> Aim of the task
Restate exactly, and only, the lines from the one with "Task: spot one point per instance of the chimney pot." through the end of the data, with both of those end lines kept. Drop any pictures.

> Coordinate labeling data
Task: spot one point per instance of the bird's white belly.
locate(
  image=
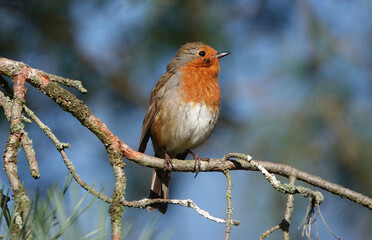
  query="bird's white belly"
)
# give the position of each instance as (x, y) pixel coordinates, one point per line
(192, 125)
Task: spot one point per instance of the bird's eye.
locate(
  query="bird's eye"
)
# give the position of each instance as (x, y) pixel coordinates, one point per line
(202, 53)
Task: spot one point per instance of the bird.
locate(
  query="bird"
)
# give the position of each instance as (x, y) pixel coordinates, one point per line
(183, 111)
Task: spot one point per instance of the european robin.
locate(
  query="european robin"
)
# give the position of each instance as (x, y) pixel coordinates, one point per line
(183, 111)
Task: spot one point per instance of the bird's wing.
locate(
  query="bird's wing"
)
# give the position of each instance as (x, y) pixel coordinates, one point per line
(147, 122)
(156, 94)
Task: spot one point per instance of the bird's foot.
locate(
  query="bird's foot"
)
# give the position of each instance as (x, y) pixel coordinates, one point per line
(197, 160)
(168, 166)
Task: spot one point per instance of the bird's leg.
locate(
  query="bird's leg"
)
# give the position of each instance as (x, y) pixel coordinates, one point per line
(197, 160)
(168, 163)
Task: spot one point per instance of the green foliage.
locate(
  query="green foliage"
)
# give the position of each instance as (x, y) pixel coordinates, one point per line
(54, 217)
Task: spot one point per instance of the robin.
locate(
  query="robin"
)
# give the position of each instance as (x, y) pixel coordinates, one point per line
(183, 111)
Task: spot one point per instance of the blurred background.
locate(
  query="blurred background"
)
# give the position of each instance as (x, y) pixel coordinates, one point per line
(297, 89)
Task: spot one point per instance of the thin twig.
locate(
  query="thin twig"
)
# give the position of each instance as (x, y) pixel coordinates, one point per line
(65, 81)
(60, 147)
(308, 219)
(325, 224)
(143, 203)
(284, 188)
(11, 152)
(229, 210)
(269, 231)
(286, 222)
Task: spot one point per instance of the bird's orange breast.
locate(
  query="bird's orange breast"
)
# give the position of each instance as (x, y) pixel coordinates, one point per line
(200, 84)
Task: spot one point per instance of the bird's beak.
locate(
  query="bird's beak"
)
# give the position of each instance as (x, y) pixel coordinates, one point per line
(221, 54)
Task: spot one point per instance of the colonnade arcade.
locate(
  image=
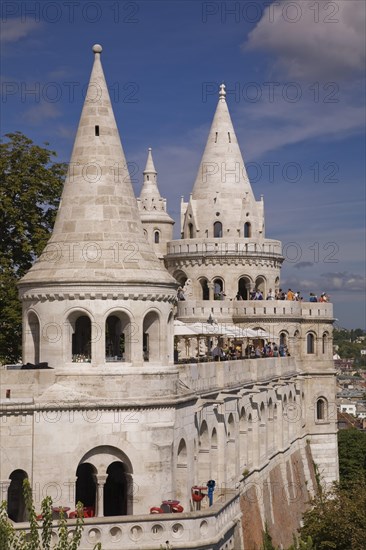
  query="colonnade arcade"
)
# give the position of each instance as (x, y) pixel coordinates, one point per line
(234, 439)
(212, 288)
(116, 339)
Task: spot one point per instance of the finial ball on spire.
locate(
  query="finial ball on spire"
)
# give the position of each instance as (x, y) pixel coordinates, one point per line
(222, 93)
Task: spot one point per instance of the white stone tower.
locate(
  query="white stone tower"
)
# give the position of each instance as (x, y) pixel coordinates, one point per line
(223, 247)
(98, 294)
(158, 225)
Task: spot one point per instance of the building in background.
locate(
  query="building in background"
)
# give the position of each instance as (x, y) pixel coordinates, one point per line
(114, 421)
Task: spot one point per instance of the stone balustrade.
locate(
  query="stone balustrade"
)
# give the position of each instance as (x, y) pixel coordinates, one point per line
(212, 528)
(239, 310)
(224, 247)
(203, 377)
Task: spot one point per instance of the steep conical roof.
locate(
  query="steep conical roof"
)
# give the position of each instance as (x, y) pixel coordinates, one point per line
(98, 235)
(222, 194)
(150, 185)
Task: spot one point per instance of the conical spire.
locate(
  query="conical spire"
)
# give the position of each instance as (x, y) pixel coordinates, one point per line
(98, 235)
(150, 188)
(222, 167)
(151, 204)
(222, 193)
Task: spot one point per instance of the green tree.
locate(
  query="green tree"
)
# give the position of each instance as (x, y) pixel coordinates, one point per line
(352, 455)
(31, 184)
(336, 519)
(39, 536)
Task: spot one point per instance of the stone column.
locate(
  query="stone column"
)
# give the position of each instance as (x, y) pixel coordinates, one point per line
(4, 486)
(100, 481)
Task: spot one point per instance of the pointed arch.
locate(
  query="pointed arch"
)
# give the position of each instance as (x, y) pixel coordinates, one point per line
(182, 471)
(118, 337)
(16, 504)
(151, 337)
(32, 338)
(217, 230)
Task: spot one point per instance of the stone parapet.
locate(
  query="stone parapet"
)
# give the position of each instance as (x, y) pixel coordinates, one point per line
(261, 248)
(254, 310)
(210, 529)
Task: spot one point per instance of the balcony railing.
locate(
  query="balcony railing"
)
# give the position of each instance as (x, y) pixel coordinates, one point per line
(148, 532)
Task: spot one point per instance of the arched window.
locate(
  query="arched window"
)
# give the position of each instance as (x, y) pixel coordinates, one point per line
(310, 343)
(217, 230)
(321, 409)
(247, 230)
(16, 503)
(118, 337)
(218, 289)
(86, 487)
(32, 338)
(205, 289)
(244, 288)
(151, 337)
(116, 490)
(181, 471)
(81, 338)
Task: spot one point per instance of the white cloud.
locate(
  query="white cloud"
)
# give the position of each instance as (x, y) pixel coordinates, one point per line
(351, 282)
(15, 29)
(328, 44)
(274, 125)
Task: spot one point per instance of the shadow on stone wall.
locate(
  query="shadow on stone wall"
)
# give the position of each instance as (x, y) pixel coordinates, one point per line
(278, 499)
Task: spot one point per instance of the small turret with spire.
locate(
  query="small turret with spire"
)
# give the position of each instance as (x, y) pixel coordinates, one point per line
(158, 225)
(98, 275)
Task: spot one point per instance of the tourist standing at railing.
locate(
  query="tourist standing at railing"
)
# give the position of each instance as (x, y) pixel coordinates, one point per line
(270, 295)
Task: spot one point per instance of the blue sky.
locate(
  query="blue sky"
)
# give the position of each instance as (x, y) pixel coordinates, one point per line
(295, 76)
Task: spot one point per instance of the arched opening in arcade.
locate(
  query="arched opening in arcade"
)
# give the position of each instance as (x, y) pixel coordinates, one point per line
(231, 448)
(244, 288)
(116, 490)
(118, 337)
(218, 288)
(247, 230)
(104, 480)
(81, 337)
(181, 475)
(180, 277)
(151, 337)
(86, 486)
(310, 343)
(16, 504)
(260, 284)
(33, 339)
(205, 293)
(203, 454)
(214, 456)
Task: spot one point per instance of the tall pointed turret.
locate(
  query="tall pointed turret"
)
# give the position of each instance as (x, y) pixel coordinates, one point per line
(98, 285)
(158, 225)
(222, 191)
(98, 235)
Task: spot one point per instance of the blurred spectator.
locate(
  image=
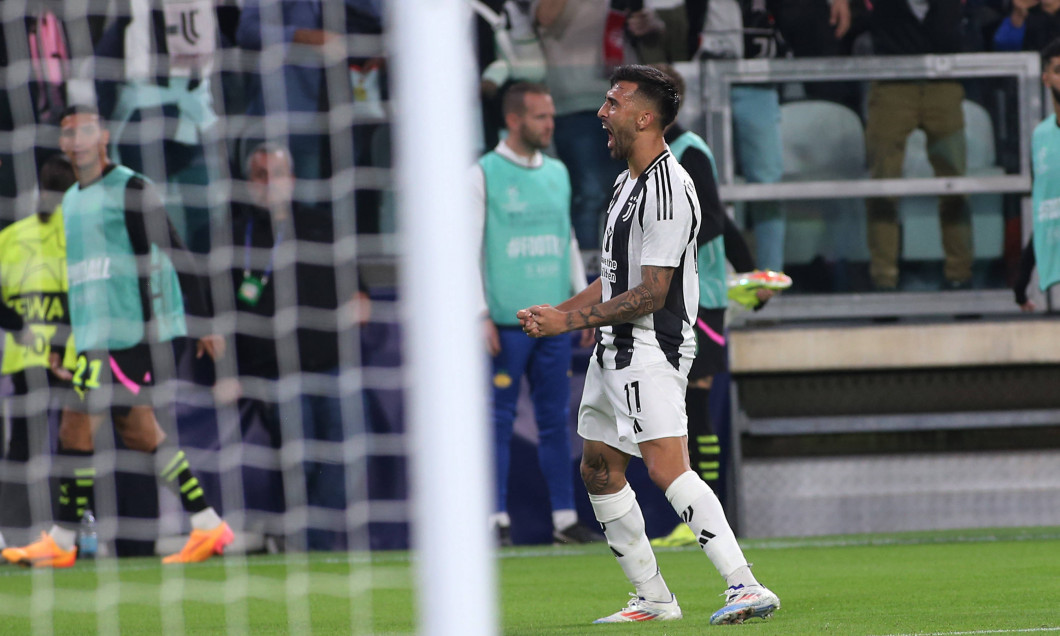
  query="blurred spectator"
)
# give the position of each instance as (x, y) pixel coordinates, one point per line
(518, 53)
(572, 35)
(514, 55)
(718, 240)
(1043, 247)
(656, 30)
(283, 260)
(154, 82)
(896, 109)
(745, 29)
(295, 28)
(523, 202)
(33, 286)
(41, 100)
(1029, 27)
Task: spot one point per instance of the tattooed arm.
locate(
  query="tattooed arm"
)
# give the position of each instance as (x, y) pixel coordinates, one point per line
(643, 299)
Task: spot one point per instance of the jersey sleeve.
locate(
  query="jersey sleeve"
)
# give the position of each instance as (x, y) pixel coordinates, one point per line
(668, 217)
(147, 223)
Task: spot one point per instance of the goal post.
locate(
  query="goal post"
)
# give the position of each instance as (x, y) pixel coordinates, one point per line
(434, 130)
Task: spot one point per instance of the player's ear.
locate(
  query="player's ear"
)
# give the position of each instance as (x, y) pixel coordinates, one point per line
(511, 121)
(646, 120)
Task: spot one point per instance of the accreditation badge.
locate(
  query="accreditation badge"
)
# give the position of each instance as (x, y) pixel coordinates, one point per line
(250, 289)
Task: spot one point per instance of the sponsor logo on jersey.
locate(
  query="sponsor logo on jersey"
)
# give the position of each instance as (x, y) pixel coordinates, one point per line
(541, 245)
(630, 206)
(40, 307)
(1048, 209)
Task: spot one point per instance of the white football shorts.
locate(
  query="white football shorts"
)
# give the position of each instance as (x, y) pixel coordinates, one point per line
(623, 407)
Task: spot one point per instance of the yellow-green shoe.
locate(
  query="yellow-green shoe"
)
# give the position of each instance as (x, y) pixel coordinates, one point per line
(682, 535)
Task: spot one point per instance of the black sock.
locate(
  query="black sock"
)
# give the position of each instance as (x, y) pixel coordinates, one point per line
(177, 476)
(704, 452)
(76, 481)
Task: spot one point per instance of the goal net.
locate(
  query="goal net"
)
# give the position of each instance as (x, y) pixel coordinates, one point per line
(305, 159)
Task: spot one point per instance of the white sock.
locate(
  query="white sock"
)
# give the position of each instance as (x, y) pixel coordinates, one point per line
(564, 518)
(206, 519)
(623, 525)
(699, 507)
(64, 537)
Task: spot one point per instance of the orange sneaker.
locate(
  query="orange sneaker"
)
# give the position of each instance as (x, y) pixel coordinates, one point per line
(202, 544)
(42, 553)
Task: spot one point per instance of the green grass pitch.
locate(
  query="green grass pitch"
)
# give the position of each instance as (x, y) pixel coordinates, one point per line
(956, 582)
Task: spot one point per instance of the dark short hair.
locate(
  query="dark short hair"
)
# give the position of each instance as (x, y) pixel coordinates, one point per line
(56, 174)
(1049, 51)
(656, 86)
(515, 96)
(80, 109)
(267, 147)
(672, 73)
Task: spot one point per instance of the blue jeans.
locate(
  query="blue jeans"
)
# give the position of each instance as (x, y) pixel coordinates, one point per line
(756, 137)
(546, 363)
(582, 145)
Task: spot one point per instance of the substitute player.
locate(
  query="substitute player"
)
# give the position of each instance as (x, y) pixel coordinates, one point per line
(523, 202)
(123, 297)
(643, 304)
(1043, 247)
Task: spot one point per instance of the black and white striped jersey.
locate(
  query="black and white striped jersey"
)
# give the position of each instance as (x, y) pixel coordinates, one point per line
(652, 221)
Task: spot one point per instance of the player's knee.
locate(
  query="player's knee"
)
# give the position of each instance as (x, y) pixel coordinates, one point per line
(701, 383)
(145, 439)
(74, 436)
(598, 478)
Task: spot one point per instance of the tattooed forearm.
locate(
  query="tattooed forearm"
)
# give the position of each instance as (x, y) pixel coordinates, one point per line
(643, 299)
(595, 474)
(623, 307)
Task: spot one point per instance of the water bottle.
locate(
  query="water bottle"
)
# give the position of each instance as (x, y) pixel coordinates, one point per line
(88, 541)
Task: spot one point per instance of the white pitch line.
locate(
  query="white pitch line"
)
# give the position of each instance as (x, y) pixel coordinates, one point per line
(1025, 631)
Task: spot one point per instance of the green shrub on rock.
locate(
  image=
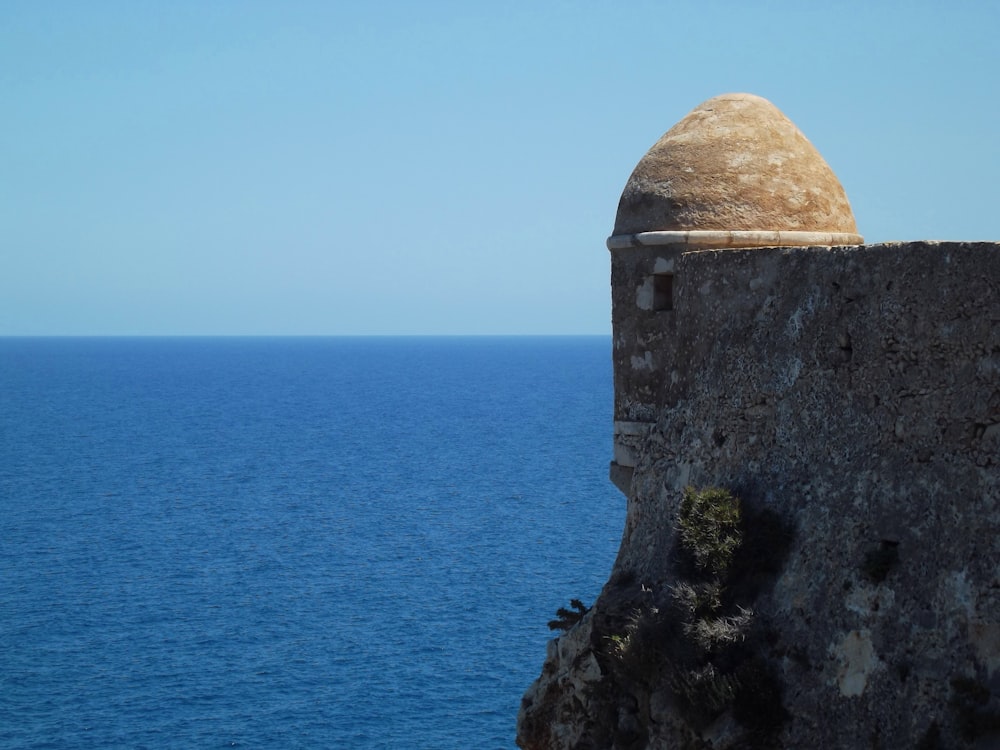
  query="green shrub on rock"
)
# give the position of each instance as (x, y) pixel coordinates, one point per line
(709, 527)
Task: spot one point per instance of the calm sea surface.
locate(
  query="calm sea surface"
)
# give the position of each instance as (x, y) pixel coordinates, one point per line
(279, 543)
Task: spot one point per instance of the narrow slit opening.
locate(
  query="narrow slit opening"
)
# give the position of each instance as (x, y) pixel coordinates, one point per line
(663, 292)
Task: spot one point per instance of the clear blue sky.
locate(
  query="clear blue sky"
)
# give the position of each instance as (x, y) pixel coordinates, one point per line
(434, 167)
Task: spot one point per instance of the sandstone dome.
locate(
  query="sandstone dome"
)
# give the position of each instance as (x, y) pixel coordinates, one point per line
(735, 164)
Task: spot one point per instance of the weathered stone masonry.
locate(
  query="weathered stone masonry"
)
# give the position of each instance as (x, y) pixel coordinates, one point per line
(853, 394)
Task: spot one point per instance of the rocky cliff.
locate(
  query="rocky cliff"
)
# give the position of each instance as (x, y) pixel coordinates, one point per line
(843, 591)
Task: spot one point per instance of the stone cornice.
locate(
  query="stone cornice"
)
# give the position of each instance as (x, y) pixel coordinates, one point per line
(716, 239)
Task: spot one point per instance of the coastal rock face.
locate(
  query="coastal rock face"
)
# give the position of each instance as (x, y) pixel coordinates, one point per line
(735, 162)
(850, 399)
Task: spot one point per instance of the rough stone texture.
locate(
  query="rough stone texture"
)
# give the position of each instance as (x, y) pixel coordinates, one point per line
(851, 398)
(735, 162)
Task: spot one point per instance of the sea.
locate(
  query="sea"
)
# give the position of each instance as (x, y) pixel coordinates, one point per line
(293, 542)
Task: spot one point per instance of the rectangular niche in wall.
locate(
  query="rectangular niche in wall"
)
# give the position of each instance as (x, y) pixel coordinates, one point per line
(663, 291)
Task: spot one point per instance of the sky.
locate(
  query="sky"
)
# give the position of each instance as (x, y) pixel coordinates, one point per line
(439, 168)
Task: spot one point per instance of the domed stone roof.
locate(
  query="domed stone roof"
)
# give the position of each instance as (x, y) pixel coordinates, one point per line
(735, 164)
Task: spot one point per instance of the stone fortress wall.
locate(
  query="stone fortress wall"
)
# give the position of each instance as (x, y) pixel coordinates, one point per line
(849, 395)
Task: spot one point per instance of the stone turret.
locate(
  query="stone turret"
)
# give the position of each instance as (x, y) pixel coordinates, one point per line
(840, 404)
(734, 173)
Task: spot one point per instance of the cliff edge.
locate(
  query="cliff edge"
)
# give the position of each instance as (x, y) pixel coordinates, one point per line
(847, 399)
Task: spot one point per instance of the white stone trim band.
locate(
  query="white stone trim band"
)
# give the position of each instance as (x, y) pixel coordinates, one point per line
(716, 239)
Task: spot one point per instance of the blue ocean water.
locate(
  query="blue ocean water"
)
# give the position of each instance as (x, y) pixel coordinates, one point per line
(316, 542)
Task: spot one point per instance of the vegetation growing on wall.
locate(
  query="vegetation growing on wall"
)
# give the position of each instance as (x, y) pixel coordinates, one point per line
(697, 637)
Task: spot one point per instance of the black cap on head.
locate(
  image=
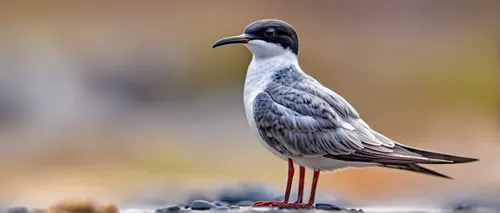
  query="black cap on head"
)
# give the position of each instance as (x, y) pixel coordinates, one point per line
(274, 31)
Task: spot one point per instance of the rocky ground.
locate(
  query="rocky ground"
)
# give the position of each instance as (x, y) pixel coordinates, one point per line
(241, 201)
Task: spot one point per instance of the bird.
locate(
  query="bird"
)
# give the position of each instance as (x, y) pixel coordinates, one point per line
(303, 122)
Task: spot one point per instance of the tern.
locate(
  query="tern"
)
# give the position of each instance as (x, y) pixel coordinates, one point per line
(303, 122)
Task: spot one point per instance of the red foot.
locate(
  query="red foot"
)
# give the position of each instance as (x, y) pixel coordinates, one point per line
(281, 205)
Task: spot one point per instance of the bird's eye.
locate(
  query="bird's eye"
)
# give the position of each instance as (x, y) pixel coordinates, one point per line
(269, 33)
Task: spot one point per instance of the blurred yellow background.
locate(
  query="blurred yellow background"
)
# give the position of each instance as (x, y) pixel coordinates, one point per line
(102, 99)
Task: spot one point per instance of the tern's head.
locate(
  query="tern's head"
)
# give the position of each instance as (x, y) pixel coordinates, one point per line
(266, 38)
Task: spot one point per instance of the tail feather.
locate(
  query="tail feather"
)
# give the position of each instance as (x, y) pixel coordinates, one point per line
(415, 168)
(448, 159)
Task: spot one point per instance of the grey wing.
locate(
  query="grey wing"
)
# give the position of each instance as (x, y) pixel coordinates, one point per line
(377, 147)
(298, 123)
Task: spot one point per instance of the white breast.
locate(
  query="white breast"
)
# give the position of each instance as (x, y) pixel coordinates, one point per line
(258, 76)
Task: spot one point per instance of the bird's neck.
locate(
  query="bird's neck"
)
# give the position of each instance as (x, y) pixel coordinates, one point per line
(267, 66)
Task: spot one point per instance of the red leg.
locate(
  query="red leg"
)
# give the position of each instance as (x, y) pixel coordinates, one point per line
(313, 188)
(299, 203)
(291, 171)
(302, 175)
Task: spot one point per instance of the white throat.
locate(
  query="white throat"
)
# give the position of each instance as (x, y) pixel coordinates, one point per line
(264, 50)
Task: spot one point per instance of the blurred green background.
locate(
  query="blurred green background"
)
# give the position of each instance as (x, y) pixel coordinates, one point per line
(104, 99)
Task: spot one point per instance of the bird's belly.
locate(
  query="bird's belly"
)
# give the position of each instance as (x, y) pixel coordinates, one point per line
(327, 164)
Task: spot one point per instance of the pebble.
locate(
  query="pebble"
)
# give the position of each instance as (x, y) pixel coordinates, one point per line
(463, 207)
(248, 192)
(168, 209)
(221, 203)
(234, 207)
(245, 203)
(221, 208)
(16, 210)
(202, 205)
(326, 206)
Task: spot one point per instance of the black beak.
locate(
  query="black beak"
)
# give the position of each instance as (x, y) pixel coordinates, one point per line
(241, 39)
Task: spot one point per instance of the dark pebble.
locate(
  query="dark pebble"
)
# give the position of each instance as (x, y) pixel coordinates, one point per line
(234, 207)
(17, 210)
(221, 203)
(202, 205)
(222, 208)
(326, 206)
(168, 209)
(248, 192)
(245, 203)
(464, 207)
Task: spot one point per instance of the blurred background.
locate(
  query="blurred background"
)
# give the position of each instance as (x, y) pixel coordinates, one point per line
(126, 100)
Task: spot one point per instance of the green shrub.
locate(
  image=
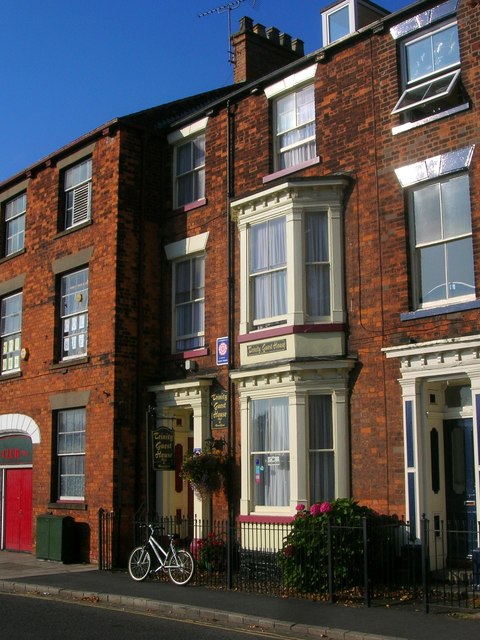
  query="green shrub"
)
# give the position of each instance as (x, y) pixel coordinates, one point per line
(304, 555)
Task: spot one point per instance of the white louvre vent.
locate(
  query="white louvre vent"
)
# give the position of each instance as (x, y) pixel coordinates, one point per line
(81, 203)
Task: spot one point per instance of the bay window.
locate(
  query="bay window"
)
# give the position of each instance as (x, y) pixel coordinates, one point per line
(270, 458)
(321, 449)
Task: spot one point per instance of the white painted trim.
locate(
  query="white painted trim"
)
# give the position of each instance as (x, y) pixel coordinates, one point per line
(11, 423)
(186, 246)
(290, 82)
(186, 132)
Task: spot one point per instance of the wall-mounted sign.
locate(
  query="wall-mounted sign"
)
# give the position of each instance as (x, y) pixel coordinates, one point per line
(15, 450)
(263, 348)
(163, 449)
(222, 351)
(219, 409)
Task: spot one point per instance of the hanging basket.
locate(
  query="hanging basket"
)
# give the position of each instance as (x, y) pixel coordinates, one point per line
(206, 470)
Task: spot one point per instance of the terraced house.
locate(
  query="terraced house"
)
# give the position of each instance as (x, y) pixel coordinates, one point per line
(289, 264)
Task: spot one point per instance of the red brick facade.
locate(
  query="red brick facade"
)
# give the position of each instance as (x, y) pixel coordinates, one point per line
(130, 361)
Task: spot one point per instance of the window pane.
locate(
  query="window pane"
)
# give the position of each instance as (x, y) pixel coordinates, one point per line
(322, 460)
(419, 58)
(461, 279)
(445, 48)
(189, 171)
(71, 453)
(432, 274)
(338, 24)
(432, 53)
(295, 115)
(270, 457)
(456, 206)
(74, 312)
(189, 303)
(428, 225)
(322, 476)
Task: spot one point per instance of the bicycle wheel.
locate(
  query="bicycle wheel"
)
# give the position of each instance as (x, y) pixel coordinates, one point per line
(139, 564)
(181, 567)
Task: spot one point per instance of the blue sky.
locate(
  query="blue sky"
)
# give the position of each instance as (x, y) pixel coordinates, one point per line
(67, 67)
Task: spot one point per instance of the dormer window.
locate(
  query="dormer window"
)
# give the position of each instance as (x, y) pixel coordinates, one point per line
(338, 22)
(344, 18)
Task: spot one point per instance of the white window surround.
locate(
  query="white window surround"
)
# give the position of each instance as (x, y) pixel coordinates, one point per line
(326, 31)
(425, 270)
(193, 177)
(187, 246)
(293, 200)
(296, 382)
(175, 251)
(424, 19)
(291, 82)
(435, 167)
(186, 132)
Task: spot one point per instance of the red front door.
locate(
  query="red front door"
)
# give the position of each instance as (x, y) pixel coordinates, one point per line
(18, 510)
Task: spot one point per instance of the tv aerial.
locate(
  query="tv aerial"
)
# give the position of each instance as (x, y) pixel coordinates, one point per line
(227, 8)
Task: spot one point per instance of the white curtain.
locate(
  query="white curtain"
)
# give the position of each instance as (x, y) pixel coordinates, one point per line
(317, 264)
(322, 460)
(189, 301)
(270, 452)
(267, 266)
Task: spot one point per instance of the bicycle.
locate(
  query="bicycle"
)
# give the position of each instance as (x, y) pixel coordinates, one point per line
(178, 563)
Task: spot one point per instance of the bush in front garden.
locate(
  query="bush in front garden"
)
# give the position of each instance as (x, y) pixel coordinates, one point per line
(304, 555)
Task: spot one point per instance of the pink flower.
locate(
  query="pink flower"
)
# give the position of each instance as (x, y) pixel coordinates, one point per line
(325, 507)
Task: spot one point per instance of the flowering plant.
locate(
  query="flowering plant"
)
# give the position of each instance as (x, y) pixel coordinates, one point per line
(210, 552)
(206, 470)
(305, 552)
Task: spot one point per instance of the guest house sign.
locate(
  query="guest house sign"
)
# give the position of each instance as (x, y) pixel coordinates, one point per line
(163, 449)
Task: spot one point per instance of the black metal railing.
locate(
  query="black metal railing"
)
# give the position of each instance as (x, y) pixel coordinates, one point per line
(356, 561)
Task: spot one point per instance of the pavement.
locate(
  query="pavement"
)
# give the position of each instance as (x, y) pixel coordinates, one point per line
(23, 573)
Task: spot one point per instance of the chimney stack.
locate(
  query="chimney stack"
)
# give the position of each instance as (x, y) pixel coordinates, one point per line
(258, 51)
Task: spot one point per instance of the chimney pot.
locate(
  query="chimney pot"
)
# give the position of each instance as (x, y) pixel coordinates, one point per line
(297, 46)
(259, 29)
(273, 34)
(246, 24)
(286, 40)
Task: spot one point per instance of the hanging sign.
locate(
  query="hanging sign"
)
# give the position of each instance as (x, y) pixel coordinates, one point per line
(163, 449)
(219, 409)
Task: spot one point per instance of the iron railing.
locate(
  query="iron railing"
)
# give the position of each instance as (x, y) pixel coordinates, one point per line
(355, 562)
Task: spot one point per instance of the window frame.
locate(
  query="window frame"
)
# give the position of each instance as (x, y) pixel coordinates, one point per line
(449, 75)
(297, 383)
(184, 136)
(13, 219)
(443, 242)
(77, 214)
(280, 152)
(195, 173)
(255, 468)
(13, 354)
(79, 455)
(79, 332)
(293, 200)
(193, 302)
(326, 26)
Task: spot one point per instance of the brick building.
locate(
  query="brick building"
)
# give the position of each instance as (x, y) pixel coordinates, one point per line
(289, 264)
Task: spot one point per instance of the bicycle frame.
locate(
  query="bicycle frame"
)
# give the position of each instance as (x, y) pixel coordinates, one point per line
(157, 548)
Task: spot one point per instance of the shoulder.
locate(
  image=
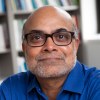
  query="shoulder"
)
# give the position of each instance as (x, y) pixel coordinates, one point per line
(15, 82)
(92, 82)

> Exercise output
Task: spot one point per instance of the chimney pot.
locate(
  query="chimney pot"
)
# give the position of each instance as (x, y) pixel coordinates, one point per line
(297, 46)
(259, 29)
(273, 34)
(246, 24)
(286, 40)
Task: spot one point per instance of the hanging sign.
locate(
  query="hanging sign"
)
# give the position of each instance as (x, y) pixel coordinates, one point per line
(163, 449)
(219, 409)
Task: spot one point per instance of the iron railing.
locate(
  query="iron railing"
)
# give the position of each instance as (x, y) pixel coordinates, one point per line
(355, 562)
Task: spot one point per instance of the window frame.
locate(
  query="window frame"
)
# give the position of each instance as (x, y) pixel coordinates, one point per line
(449, 75)
(297, 383)
(184, 136)
(13, 219)
(443, 242)
(77, 214)
(280, 152)
(195, 173)
(255, 468)
(13, 354)
(79, 455)
(79, 332)
(293, 200)
(193, 302)
(326, 26)
Task: spot one point per instance of the brick building.
locate(
  query="brick building"
)
# give the position of each instance as (x, y) pixel coordinates, one point per line
(289, 264)
Task: spot one point per instance of the bicycle frame.
locate(
  query="bicycle frame"
)
# give the position of each instance as (x, y) pixel coordinates, one point per line
(157, 548)
Task: spot one point per instance of the shoulder.
locate(
  image=
  query="shoulder"
)
# give the position of each instance as (x, y) pixel coordinates, one point per line
(15, 82)
(92, 82)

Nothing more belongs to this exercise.